CHU (Migration)

Case

[2019] AATA 3232

1 August 2019


CHU (Migration) [2019] AATA 3232 (1 August 2019)

DECISION RECORD

DIVISION:Migration & Refugee Division

APPLICANT:  Ms Ziyan CHU

CASE NUMBER:  1725576

HOME AFFAIRS REFERENCE(S):          BCC2016/2584646

MEMBER:C. Packer

DATE:1 August 2019

PLACE OF DECISION:  Melbourne

DECISION:The Tribunal affirms the decision not to grant the applicant an Employer Nomination (Permanent) (Class EN) visas.

Statement made on 01 August 2019 at 1:01pm

CATCHWORDS
MIGRATION – Employer Nomination (Permanent) (Class EN) visa – Subclass 186 (Employer Nomination Scheme) – no response to invitation to provide further information – not entitled to appear before the Tribunal – Direct Entry stream – Marketing Specialist – availability of nominated position – departed Australia – no longer employed by nominator – decision under review affirmed

LEGISLATION
Migration Act 1958 (Cth), ss 65, 359C, 360, 363A
Migration Regulations 1994 (Cth), Schedule 2, cl 186.233

CASES
Hasran v MIAC [2010] FCAFC 40

STATEMENT OF DECISION AND REASONS

APPLICATION FOR REVIEW

  1. This is an application for review of a decision made by a delegate of the Minister for Immigration and Border Protection on 4 October 2017 to refuse to grant the applicant an Employer Nomination (Permanent) (Class EN) visa under s.65 of the Migration Act 1958 (the Act).

  2. The applicant applied for the visa on 4 August 2016. At the time of application, Class EN contained one subclass: Subclass 186 (Employer Nomination Scheme). The criteria for the grant of a Subclass 186 visa are set out in Part 186 of Schedule 2 to the Migration Regulations 1994 (the Regulations). The primary criteria must be satisfied by at least one applicant. Other members of the family unit, if any, who are applicants for the visa need satisfy only the secondary criteria. Applicants seeking to satisfy the primary criteria must meet the ‘Common criteria’, as well as the criteria of one of three alternative visa streams: the Temporary Residence Transition stream, the Direct Entry stream, or the Labour Agreement stream.

  3. In the present case, the applicant is seeking the visa in the Direct Entry stream, to work in the nominated position of Marketing Specialist. The delegate refused to grant the visa because the applicant did not meet cl.186.233 of Schedule 2 to the Regulations.

  4. On 17 July 2019 the Tribunal wrote to the review applicant pursuant to s.359 of the Act, inviting the review applicant to provide information that addressed the requirements in cl.186.233(5). The Tribunal’s letter also invited the review applicant to comment on or respond to certain information which the Tribunal considered would, subject to any comments or response, be the reason, or a part of the reason, for affirming the decision under review.

Records excerpted from a collection:
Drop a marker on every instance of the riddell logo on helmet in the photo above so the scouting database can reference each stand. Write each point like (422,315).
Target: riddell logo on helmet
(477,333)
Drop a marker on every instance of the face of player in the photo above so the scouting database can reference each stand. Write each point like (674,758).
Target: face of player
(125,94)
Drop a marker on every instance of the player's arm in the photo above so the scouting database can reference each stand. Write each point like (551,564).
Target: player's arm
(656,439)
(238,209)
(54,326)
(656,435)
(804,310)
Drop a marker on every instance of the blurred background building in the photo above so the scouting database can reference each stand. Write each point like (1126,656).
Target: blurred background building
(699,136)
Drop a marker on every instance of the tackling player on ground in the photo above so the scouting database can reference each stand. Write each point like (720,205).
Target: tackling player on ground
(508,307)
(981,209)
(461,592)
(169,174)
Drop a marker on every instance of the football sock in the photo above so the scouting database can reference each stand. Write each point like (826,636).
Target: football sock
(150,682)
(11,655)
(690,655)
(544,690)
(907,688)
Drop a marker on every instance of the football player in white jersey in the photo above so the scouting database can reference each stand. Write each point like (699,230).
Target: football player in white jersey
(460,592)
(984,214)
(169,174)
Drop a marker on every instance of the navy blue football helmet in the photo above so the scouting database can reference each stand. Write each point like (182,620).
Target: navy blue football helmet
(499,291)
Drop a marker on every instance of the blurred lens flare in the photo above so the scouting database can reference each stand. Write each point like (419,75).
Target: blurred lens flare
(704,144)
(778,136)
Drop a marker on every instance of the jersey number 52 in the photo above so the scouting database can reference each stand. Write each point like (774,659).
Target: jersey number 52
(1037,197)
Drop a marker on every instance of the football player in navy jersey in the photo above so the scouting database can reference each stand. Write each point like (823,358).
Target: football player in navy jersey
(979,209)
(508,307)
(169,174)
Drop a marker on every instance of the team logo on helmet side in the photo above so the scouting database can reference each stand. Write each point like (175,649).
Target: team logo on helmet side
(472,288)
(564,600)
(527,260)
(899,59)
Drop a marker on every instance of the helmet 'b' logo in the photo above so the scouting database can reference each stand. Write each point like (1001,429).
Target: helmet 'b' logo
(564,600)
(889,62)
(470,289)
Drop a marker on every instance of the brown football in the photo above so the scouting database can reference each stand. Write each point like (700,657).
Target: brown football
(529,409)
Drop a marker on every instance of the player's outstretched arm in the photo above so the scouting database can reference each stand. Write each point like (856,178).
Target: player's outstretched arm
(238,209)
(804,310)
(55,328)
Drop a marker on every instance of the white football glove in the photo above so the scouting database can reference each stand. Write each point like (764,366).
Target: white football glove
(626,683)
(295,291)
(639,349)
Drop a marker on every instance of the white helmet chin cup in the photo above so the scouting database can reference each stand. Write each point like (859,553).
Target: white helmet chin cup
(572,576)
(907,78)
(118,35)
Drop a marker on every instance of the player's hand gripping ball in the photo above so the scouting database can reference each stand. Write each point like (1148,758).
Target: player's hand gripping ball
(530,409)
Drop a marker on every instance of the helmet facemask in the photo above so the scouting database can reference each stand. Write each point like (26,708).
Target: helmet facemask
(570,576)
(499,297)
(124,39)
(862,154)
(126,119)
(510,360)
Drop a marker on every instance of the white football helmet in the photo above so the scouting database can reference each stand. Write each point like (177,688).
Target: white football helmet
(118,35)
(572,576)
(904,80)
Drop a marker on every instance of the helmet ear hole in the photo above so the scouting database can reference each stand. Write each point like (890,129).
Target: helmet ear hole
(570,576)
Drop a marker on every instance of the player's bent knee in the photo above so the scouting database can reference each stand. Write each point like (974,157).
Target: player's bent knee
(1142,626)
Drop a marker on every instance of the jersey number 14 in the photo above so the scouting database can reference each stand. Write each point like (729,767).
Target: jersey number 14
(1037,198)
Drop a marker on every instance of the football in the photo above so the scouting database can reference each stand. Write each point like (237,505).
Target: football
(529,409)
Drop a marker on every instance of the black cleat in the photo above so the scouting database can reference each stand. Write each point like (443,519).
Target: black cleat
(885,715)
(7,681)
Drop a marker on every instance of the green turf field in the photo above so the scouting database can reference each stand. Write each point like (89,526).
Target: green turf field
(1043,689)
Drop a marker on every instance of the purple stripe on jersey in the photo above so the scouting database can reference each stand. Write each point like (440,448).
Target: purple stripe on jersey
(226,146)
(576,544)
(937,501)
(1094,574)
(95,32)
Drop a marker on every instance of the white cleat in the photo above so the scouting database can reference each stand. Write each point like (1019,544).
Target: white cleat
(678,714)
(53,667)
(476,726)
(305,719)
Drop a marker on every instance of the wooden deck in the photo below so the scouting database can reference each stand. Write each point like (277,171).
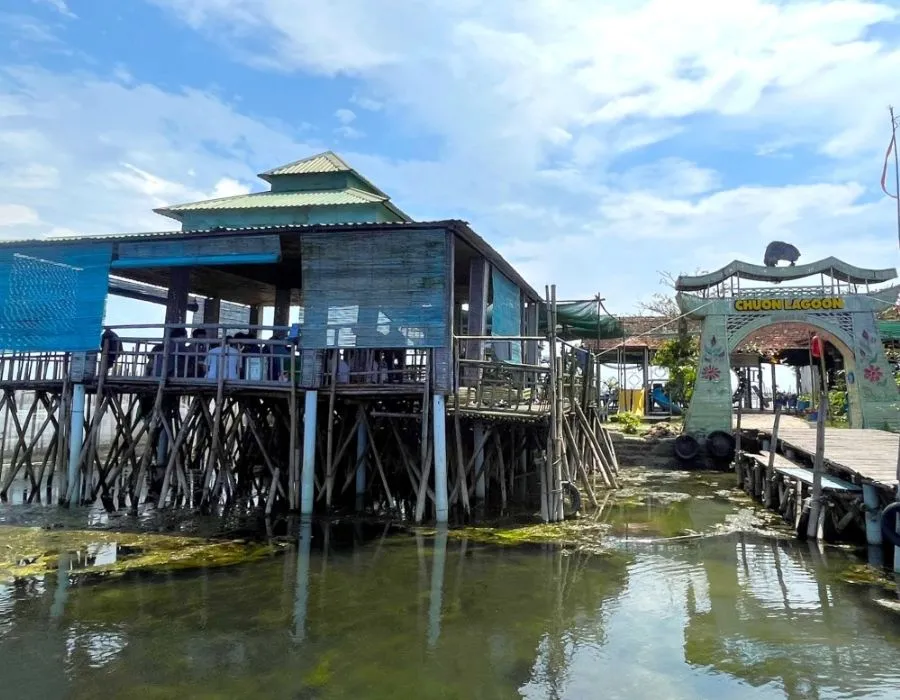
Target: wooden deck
(857,455)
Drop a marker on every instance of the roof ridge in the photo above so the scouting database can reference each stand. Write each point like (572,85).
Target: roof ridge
(353,190)
(339,163)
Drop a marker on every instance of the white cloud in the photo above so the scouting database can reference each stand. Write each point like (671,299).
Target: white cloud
(508,77)
(114,152)
(366,103)
(590,142)
(58,5)
(227,187)
(345,116)
(349,132)
(17,215)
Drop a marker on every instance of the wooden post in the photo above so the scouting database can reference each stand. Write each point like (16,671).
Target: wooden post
(770,469)
(440,458)
(308,473)
(76,439)
(556,453)
(646,377)
(774,385)
(212,308)
(479,276)
(813,529)
(294,460)
(361,462)
(737,445)
(255,315)
(480,482)
(329,439)
(282,314)
(177,297)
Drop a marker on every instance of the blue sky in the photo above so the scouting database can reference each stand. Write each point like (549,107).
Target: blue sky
(594,143)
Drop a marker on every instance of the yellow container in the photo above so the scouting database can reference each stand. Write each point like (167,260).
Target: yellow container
(631,400)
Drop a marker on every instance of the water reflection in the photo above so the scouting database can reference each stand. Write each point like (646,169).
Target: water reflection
(361,612)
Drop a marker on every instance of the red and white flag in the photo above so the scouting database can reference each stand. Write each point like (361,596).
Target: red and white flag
(887,156)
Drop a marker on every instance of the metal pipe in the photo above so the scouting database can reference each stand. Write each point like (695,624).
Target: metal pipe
(440,459)
(308,472)
(873,514)
(76,439)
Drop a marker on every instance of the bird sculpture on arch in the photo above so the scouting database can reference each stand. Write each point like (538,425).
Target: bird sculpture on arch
(777,251)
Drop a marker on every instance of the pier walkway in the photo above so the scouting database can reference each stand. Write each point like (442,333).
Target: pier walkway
(859,456)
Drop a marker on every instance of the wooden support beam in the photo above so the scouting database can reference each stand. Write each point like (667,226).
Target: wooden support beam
(282,313)
(212,308)
(479,277)
(177,297)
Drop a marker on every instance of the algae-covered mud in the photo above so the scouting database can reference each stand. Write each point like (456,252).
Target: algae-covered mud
(677,588)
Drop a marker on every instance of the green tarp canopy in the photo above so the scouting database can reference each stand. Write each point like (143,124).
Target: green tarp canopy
(582,320)
(890,331)
(579,321)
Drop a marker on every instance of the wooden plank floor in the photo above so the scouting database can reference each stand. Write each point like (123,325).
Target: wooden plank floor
(870,455)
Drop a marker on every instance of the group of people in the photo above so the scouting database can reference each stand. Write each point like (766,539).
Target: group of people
(243,357)
(240,356)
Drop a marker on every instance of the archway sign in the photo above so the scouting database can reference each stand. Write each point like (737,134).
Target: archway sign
(841,309)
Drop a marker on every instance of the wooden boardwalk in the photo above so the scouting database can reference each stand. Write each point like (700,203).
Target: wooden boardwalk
(857,455)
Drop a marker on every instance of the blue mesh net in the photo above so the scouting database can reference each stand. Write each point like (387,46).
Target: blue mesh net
(506,318)
(52,297)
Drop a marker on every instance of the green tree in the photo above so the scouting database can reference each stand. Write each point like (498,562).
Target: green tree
(680,356)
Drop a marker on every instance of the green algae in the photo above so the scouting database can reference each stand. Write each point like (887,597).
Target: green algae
(863,574)
(33,551)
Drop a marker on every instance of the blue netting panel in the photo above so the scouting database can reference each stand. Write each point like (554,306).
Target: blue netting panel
(507,316)
(378,289)
(53,297)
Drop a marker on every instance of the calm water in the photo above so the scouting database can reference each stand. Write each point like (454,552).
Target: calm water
(406,616)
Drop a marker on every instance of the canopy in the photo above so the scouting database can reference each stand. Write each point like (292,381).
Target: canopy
(581,320)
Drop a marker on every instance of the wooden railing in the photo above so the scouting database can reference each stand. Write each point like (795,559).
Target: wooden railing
(206,355)
(511,387)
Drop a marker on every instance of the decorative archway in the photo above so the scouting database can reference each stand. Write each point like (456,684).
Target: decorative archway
(836,308)
(831,334)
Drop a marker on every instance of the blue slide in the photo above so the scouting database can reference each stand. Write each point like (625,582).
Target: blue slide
(659,397)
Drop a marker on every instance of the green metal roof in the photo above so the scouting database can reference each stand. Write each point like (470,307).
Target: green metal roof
(327,162)
(267,200)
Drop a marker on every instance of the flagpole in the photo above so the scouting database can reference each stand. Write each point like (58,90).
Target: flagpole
(896,179)
(897,201)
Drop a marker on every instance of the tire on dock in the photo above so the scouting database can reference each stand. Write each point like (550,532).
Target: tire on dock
(889,524)
(686,448)
(720,446)
(571,499)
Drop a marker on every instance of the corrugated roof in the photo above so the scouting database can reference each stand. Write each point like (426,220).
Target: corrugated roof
(458,227)
(327,162)
(266,200)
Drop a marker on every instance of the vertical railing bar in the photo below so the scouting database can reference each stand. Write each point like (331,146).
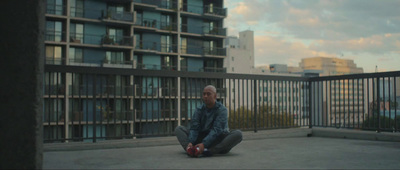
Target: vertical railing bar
(248,95)
(87,106)
(108,108)
(389,101)
(383,102)
(354,98)
(159,111)
(379,103)
(242,106)
(101,109)
(363,99)
(94,108)
(229,89)
(49,127)
(72,106)
(56,101)
(133,108)
(310,105)
(162,108)
(275,98)
(114,124)
(318,104)
(326,100)
(255,105)
(262,102)
(235,110)
(395,101)
(374,101)
(122,109)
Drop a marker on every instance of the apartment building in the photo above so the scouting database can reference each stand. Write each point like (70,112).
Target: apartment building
(174,35)
(345,102)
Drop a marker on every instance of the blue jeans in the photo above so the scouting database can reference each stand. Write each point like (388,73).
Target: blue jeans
(223,144)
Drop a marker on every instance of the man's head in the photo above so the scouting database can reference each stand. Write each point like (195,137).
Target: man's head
(209,96)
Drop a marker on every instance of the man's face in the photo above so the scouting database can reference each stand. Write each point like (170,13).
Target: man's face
(209,96)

▶ **PROBLEMS TO WORK ON**:
(1) According to the tribunal decision, on what date did the applicant apply for the visa?
(2) Carry on the tribunal decision from the point where it stops.

▶ **EXPECTED OUTPUTS**:
(1) 4 August 2016

(2)
  5. The invitation was sent to the last address provided in connection with the review and advised that, if the comments or response and the information were not provided in writing by 31 July 2019 the Tribunal may make a decision on the review without taking further steps to obtain their views on the information or to obtain the information, and the review applicant would lose any entitlement they might otherwise have had under the Act to appear before the Tribunal to give evidence and present arguments.

  6. The review applicant has not provided comments or response and the information within the prescribed period and no extension has been granted. In these circumstances, s.359C applies and pursuant to s.360(3) the review applicant is not entitled to appear before the Tribunal. The effect of s.363A of the Act is that if a review applicant has no entitlement to a hearing, the Tribunal has no power to permit him or her to appear: Hasran v MIAC [2010] FCAFC 40. The Tribunal has decided to proceed to decision without taking further steps to obtain their views on the information or to obtain the information.

  7. For the following reasons, the Tribunal has concluded that the decision under review should be affirmed.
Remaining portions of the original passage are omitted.